start

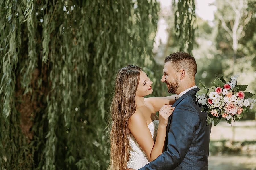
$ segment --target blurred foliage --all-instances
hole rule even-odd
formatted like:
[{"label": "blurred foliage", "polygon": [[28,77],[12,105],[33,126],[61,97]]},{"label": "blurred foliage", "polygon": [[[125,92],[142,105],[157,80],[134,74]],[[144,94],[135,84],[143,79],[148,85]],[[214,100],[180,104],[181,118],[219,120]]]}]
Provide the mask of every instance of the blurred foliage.
[{"label": "blurred foliage", "polygon": [[[157,53],[158,61],[164,60],[166,56],[178,51],[180,48],[179,39],[176,36],[175,30],[173,29],[175,25],[173,21],[175,12],[178,10],[176,2],[174,1],[173,3],[170,12],[164,13],[164,15],[162,16],[168,26],[167,31],[169,36],[166,44],[160,44],[158,47],[158,50],[163,52]],[[238,84],[249,85],[247,91],[255,94],[255,0],[238,0],[232,3],[228,0],[216,0],[212,4],[217,8],[212,22],[197,17],[195,24],[197,29],[195,31],[195,38],[192,52],[197,63],[195,82],[198,86],[200,79],[206,86],[210,87],[216,75],[219,77],[223,75],[224,79],[228,80],[231,76],[238,74],[240,75]],[[235,53],[232,47],[233,40],[230,36],[226,36],[227,31],[223,27],[217,13],[222,16],[228,28],[232,30],[232,24],[234,25],[235,19],[235,12],[233,8],[239,8],[241,3],[247,4],[247,7],[243,11],[239,23],[239,31],[241,28],[242,29],[241,35],[239,35],[241,37],[238,39],[237,51]],[[250,18],[248,23],[245,23],[245,20],[247,18]],[[255,96],[253,97],[256,98]],[[245,115],[243,119],[253,120],[255,113],[256,107],[255,107]]]},{"label": "blurred foliage", "polygon": [[230,140],[210,141],[209,152],[213,155],[222,154],[254,155],[256,153],[256,141],[234,141]]},{"label": "blurred foliage", "polygon": [[[173,1],[173,5],[176,1]],[[180,51],[191,53],[195,39],[196,26],[194,0],[179,0],[174,13],[174,29],[179,40]]]}]

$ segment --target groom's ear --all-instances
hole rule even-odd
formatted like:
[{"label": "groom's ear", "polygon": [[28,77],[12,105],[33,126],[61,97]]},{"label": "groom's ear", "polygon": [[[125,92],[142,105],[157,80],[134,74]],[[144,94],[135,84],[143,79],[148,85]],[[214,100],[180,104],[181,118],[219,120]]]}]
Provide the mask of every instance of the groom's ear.
[{"label": "groom's ear", "polygon": [[185,78],[185,75],[186,72],[184,70],[182,69],[179,71],[179,78],[181,80]]}]

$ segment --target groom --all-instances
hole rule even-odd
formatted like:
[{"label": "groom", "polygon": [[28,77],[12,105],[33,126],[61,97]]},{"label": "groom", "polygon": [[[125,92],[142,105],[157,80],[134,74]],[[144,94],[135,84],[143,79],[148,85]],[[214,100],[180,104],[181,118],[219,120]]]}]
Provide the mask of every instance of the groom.
[{"label": "groom", "polygon": [[139,170],[207,169],[211,125],[206,125],[207,113],[195,97],[199,90],[195,83],[195,60],[178,52],[166,57],[164,62],[161,81],[178,98],[168,119],[165,151]]}]

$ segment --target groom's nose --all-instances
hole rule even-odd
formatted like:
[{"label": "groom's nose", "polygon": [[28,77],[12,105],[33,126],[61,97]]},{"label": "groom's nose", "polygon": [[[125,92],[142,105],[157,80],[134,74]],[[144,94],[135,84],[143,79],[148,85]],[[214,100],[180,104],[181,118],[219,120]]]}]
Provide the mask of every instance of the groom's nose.
[{"label": "groom's nose", "polygon": [[164,74],[163,75],[163,76],[162,76],[162,78],[161,78],[161,81],[163,83],[165,82],[165,76],[164,76]]}]

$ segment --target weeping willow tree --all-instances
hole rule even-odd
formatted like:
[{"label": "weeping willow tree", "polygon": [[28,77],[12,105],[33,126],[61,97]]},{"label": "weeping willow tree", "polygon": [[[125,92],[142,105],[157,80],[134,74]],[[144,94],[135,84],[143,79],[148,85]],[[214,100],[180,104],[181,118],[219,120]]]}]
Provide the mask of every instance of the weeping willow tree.
[{"label": "weeping willow tree", "polygon": [[[178,40],[179,50],[190,54],[195,41],[195,31],[197,28],[194,0],[178,0],[174,13],[174,29]],[[173,0],[173,5],[176,1]]]},{"label": "weeping willow tree", "polygon": [[115,73],[137,64],[161,88],[158,4],[0,0],[0,169],[105,169]]}]

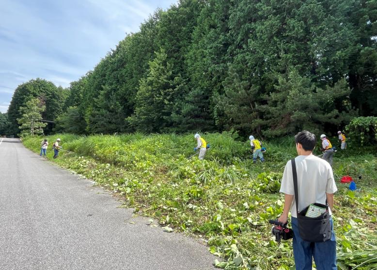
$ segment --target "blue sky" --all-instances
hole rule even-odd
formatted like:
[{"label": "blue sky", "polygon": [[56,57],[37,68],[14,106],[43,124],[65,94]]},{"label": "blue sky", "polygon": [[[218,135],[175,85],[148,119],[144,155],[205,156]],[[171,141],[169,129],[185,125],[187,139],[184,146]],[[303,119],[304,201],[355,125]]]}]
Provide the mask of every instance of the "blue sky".
[{"label": "blue sky", "polygon": [[0,0],[0,111],[17,86],[31,79],[68,86],[157,8],[176,2]]}]

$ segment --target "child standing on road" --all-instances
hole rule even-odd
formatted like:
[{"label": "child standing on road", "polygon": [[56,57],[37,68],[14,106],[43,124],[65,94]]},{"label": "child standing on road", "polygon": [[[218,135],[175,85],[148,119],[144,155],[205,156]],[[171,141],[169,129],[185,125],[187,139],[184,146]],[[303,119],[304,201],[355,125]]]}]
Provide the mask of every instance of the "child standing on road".
[{"label": "child standing on road", "polygon": [[43,157],[46,157],[46,151],[47,151],[47,147],[48,145],[48,142],[47,141],[47,139],[45,139],[41,143],[41,154],[40,156],[42,156],[43,154]]}]

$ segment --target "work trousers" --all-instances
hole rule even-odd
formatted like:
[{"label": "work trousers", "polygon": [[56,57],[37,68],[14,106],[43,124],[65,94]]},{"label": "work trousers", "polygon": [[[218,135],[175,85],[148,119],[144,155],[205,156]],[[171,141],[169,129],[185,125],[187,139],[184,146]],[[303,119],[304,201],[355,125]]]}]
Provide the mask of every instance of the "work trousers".
[{"label": "work trousers", "polygon": [[204,159],[204,157],[205,156],[205,153],[207,152],[207,149],[204,147],[202,147],[199,151],[199,159]]},{"label": "work trousers", "polygon": [[330,166],[332,166],[332,156],[334,155],[334,150],[329,149],[325,151],[323,154],[322,159],[324,159],[330,164]]}]

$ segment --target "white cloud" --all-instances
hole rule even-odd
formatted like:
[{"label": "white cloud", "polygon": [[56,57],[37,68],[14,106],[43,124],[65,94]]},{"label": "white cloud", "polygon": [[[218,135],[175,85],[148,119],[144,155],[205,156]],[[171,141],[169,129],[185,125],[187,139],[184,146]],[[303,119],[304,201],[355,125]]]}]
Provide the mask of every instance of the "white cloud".
[{"label": "white cloud", "polygon": [[[0,102],[37,77],[68,86],[157,7],[176,0],[0,1]],[[11,91],[9,91],[11,90]],[[7,106],[2,104],[0,109]],[[5,110],[5,111],[6,109]]]}]

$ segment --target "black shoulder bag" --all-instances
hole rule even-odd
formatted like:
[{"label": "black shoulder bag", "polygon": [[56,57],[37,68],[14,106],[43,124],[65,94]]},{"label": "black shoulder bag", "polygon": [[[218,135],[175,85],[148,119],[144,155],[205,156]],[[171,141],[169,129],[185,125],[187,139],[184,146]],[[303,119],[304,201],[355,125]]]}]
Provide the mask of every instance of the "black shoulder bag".
[{"label": "black shoulder bag", "polygon": [[302,211],[298,212],[298,189],[297,187],[297,171],[295,159],[291,160],[292,171],[293,174],[293,186],[295,188],[295,200],[296,203],[297,222],[300,236],[303,240],[309,242],[325,242],[331,236],[331,216],[329,211],[329,205],[326,200],[326,205],[315,202],[313,203],[320,207],[326,208],[326,211],[316,218],[305,217],[309,208],[308,205]]}]

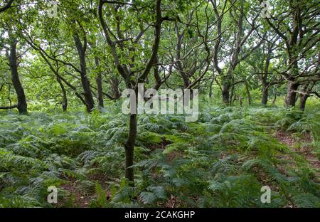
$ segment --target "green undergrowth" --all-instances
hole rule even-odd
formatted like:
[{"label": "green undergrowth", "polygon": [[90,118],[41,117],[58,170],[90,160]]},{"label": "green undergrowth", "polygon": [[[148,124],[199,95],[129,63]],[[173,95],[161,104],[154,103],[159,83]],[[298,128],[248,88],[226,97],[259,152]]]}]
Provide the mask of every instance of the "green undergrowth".
[{"label": "green undergrowth", "polygon": [[[78,193],[91,207],[320,206],[317,107],[208,105],[196,122],[139,115],[134,188],[124,179],[128,116],[118,110],[1,112],[0,206],[83,206]],[[47,201],[50,186],[58,204]],[[262,186],[270,204],[261,203]]]}]

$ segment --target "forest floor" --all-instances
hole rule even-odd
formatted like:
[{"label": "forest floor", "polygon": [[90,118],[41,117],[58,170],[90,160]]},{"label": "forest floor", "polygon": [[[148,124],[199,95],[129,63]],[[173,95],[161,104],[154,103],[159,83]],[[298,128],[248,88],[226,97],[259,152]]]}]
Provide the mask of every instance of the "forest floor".
[{"label": "forest floor", "polygon": [[[203,110],[196,122],[139,117],[134,188],[124,178],[127,116],[117,108],[1,112],[0,206],[320,206],[316,107]],[[47,201],[50,186],[58,204]]]}]

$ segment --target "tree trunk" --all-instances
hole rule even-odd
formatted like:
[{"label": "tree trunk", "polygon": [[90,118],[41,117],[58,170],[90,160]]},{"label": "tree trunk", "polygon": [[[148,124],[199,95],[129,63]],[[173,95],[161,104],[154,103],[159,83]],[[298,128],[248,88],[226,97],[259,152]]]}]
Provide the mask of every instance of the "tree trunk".
[{"label": "tree trunk", "polygon": [[119,80],[117,76],[114,76],[111,78],[112,94],[114,100],[117,100],[121,97],[121,93],[119,92]]},{"label": "tree trunk", "polygon": [[17,108],[20,114],[27,114],[27,103],[26,100],[26,95],[24,93],[23,88],[20,82],[19,75],[18,73],[18,63],[16,58],[16,39],[13,39],[10,42],[10,56],[9,64],[10,70],[11,71],[11,81],[16,90],[18,105]]},{"label": "tree trunk", "polygon": [[296,105],[297,90],[299,84],[294,83],[292,81],[288,83],[288,88],[287,91],[287,97],[285,99],[286,107],[294,107]]},{"label": "tree trunk", "polygon": [[65,88],[61,81],[61,79],[58,76],[57,76],[57,81],[59,83],[60,88],[61,88],[61,91],[63,92],[63,94],[62,102],[63,110],[63,112],[66,112],[68,108],[67,92],[65,91]]},{"label": "tree trunk", "polygon": [[[100,61],[99,58],[97,56],[95,57],[95,66],[97,70],[99,70],[100,67]],[[102,92],[102,75],[100,71],[98,71],[97,78],[95,79],[97,83],[97,99],[98,102],[99,108],[102,108],[104,107],[103,104],[103,92]]]},{"label": "tree trunk", "polygon": [[268,96],[269,96],[269,90],[268,88],[266,86],[263,86],[262,88],[262,96],[261,99],[261,103],[266,105],[268,102]]},{"label": "tree trunk", "polygon": [[308,99],[307,95],[304,95],[300,97],[300,105],[299,108],[301,110],[304,111],[306,107],[306,100]]},{"label": "tree trunk", "polygon": [[250,90],[249,90],[249,85],[247,82],[245,83],[245,91],[247,92],[247,105],[249,106],[251,105],[251,95],[250,95]]},{"label": "tree trunk", "polygon": [[73,38],[79,55],[81,71],[81,83],[84,91],[83,95],[85,96],[87,111],[87,112],[91,112],[95,107],[95,101],[93,100],[92,93],[91,92],[90,83],[87,76],[87,63],[85,61],[85,50],[87,48],[87,43],[85,41],[84,46],[82,47],[82,44],[81,43],[79,36],[77,33],[73,35]]},{"label": "tree trunk", "polygon": [[230,104],[230,89],[231,88],[231,76],[230,75],[230,71],[227,73],[227,76],[223,78],[223,102],[227,105]]},{"label": "tree trunk", "polygon": [[137,138],[137,114],[130,115],[129,128],[128,140],[127,141],[125,147],[126,154],[126,178],[131,182],[131,185],[134,185],[134,144]]}]

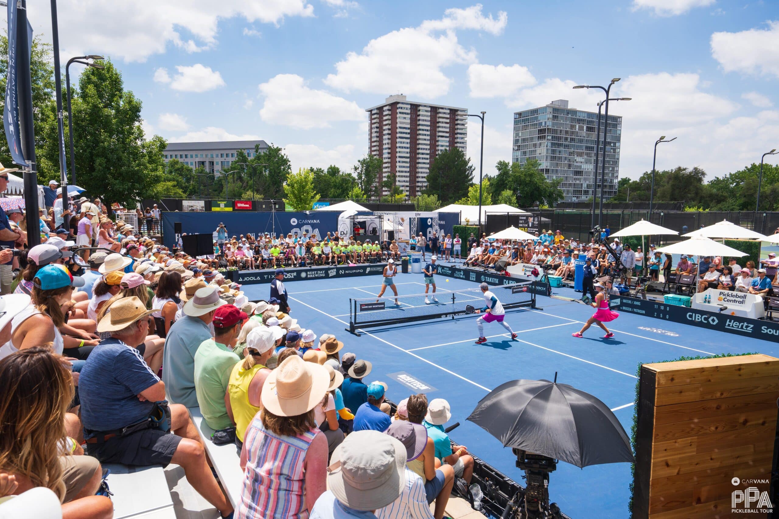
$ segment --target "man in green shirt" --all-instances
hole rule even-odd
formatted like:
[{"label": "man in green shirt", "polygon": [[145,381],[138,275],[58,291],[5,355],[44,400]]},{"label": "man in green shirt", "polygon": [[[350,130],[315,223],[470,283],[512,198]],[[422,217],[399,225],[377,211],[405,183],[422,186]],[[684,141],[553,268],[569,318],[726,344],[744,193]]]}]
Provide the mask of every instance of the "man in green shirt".
[{"label": "man in green shirt", "polygon": [[217,309],[213,314],[213,338],[200,343],[195,353],[195,392],[200,412],[214,430],[234,424],[227,412],[224,395],[233,366],[241,360],[233,346],[241,333],[241,325],[249,316],[231,304]]}]

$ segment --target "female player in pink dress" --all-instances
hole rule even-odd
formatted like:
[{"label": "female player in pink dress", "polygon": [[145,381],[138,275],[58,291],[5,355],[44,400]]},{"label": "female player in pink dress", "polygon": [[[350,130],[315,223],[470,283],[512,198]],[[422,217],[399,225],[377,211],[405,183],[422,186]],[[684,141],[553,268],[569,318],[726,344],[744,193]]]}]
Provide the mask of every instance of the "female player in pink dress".
[{"label": "female player in pink dress", "polygon": [[604,338],[614,337],[614,334],[609,331],[608,328],[603,323],[614,321],[619,317],[619,314],[608,307],[608,301],[606,300],[606,294],[604,293],[605,288],[605,286],[604,286],[603,283],[597,283],[595,285],[595,289],[597,290],[597,293],[595,294],[595,300],[591,304],[594,308],[597,308],[597,311],[595,312],[594,315],[587,319],[587,321],[584,323],[584,326],[582,327],[581,330],[571,334],[574,337],[581,337],[582,334],[592,326],[593,323],[597,324],[606,332],[606,335],[603,336]]}]

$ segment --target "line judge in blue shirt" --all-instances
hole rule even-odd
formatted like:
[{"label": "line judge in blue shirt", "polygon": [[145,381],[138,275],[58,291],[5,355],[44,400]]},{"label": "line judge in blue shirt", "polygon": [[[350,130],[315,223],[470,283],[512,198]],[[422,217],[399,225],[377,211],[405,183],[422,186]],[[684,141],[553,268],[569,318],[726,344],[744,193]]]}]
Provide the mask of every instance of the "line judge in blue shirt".
[{"label": "line judge in blue shirt", "polygon": [[435,265],[436,259],[436,256],[431,256],[430,263],[425,265],[425,268],[422,269],[422,274],[425,275],[425,304],[430,304],[430,300],[428,299],[428,290],[430,289],[431,285],[433,286],[433,303],[439,302],[435,299],[435,279],[433,277],[434,275],[438,274],[438,265]]}]

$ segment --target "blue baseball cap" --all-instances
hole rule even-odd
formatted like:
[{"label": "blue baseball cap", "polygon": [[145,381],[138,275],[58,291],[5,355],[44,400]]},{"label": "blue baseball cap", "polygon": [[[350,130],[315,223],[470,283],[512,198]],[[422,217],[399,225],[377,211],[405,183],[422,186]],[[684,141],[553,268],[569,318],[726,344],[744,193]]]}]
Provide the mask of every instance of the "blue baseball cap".
[{"label": "blue baseball cap", "polygon": [[83,278],[74,278],[64,265],[48,265],[33,279],[33,284],[41,290],[56,290],[65,286],[83,286]]},{"label": "blue baseball cap", "polygon": [[368,396],[373,397],[378,400],[384,396],[384,392],[386,391],[386,387],[383,384],[380,382],[372,382],[371,385],[368,386]]}]

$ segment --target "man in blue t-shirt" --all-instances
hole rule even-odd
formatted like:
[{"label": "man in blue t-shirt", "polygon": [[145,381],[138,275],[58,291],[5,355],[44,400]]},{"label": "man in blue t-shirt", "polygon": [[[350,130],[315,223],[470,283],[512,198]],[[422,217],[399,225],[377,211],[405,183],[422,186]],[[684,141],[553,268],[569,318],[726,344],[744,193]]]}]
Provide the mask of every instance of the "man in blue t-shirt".
[{"label": "man in blue t-shirt", "polygon": [[165,400],[165,384],[143,353],[128,345],[143,344],[152,310],[135,296],[117,300],[110,310],[97,331],[110,332],[111,338],[92,351],[79,377],[87,454],[102,463],[182,465],[188,480],[200,482],[201,495],[223,517],[231,514],[233,508],[206,464],[187,409],[170,404],[169,421],[163,420],[167,427],[148,419],[159,417],[153,412],[156,402]]},{"label": "man in blue t-shirt", "polygon": [[361,405],[354,413],[354,430],[375,430],[383,433],[392,423],[390,415],[379,409],[384,402],[386,384],[374,382],[368,386],[368,402]]},{"label": "man in blue t-shirt", "polygon": [[422,269],[422,274],[425,275],[425,304],[430,304],[430,300],[428,299],[428,290],[430,289],[430,286],[433,286],[433,303],[438,303],[438,300],[435,298],[435,279],[433,277],[434,275],[438,274],[438,265],[435,265],[435,260],[437,257],[432,255],[430,257],[430,263],[425,265],[425,268]]}]

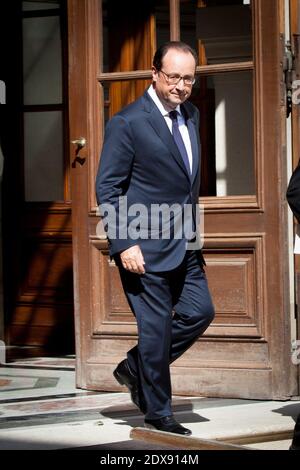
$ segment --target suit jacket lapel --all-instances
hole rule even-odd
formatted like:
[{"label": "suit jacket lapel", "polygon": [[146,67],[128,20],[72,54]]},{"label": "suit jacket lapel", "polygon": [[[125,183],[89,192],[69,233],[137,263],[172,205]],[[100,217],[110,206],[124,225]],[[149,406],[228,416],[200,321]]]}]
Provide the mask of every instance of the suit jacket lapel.
[{"label": "suit jacket lapel", "polygon": [[155,103],[152,101],[151,97],[148,95],[147,91],[144,94],[144,98],[145,98],[145,110],[149,112],[149,122],[151,126],[154,128],[154,130],[156,131],[157,135],[160,137],[162,142],[169,149],[172,156],[174,157],[174,159],[176,160],[176,162],[178,163],[180,168],[184,171],[184,173],[186,174],[187,178],[190,181],[190,175],[187,172],[185,164],[182,160],[182,156],[166,124],[166,121],[164,120],[161,112],[159,111]]},{"label": "suit jacket lapel", "polygon": [[193,168],[192,168],[192,175],[191,175],[191,183],[193,183],[196,175],[198,174],[199,167],[200,167],[200,142],[198,136],[198,129],[196,129],[196,123],[193,117],[190,115],[187,106],[184,104],[181,105],[183,108],[183,112],[185,113],[186,117],[186,125],[189,131],[191,147],[192,147],[192,155],[193,155]]}]

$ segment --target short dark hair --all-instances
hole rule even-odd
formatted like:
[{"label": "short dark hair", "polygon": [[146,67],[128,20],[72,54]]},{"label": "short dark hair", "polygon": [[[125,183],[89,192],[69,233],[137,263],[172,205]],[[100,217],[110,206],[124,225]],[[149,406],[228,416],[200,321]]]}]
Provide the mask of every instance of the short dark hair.
[{"label": "short dark hair", "polygon": [[162,44],[154,54],[153,66],[156,68],[156,70],[161,70],[163,58],[170,49],[177,49],[177,50],[185,52],[187,54],[188,53],[192,54],[192,56],[195,59],[196,65],[198,64],[197,52],[192,47],[190,47],[185,42],[169,41],[169,42],[166,42],[165,44]]}]

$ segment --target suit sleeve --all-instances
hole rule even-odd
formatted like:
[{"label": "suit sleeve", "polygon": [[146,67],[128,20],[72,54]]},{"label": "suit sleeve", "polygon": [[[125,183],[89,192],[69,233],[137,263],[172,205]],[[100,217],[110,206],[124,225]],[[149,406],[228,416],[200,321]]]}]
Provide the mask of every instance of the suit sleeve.
[{"label": "suit sleeve", "polygon": [[294,216],[300,223],[300,162],[291,176],[286,197]]},{"label": "suit sleeve", "polygon": [[127,236],[126,190],[134,162],[132,132],[120,115],[108,123],[96,178],[96,196],[107,232],[110,255],[136,245]]}]

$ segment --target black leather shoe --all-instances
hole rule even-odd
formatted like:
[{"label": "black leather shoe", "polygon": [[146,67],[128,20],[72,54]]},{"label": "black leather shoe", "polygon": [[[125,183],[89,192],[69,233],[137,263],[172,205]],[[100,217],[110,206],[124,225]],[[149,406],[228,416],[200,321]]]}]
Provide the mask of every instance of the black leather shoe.
[{"label": "black leather shoe", "polygon": [[184,436],[192,434],[190,429],[184,428],[181,424],[177,423],[172,415],[158,419],[145,419],[145,427],[157,429],[158,431],[173,432],[174,434],[183,434]]},{"label": "black leather shoe", "polygon": [[138,378],[131,370],[129,369],[127,359],[120,362],[117,368],[113,372],[115,379],[119,382],[120,385],[126,385],[126,387],[130,391],[131,401],[132,403],[138,407],[138,409],[145,414],[146,413],[146,405],[144,403],[143,398],[140,396],[139,393],[139,384]]}]

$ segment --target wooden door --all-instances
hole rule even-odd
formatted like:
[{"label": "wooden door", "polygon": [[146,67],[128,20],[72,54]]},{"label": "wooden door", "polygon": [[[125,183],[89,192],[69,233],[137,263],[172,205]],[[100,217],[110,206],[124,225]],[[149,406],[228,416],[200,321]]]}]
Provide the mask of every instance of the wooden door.
[{"label": "wooden door", "polygon": [[[293,55],[294,63],[293,70],[290,72],[290,83],[295,88],[290,90],[294,93],[291,100],[291,129],[292,129],[292,168],[296,168],[300,160],[300,107],[299,107],[299,90],[300,90],[300,0],[290,0],[290,42],[291,52]],[[296,219],[294,220],[294,233],[299,234],[299,226],[297,226]],[[293,331],[294,340],[294,354],[296,361],[299,360],[299,338],[300,338],[300,323],[299,323],[299,306],[300,306],[300,255],[296,254],[294,257],[295,266],[295,325]],[[295,364],[296,365],[296,364]],[[300,387],[300,377],[298,377]]]},{"label": "wooden door", "polygon": [[65,7],[17,0],[2,8],[8,357],[74,353]]},{"label": "wooden door", "polygon": [[217,315],[172,366],[173,391],[288,398],[296,392],[296,371],[281,85],[284,2],[170,0],[124,8],[69,0],[68,6],[71,138],[87,139],[79,154],[71,150],[78,386],[119,390],[112,371],[137,341],[97,228],[94,184],[104,125],[149,83],[156,46],[181,38],[200,56],[192,99],[202,120],[204,254]]}]

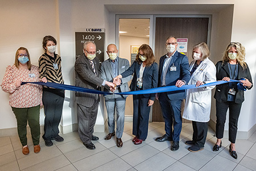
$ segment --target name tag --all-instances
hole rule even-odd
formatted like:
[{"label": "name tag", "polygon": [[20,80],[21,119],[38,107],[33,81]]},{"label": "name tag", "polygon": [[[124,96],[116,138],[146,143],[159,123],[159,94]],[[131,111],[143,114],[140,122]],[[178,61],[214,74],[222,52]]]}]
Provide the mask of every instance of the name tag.
[{"label": "name tag", "polygon": [[56,63],[54,63],[53,64],[53,68],[54,68],[54,69],[56,69],[56,70],[58,69],[59,69],[58,64],[57,64]]},{"label": "name tag", "polygon": [[235,95],[237,92],[233,89],[229,89],[229,94]]},{"label": "name tag", "polygon": [[30,77],[30,78],[35,78],[35,74],[34,73],[28,74],[28,77]]},{"label": "name tag", "polygon": [[171,66],[171,68],[170,68],[170,71],[176,71],[176,66],[173,65]]}]

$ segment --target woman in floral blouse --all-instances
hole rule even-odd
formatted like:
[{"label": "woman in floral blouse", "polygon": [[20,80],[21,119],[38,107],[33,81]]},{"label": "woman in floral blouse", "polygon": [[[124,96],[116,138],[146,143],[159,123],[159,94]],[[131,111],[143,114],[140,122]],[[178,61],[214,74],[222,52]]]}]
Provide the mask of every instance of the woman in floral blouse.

end

== What you need to do ==
Write out the entries as a numbered list, from the very beginning up to and including the line with "Provide the mask of every instance of the blurred". Skip any blank lines, and leave the pictures out.

== Completed task ==
1. $ segment --target blurred foliage --all-instances
2. hole rule even-odd
3. formatted like:
4. [{"label": "blurred foliage", "polygon": [[28,77],[12,105],[33,126],[61,97]]},{"label": "blurred foliage", "polygon": [[[125,92],[142,105],[157,80],[134,74]],[[144,94],[135,84],[143,79],[148,85]],[[214,100],[180,104],[181,118],[219,120]]]}]
5. Provide the mask of every instance of the blurred foliage.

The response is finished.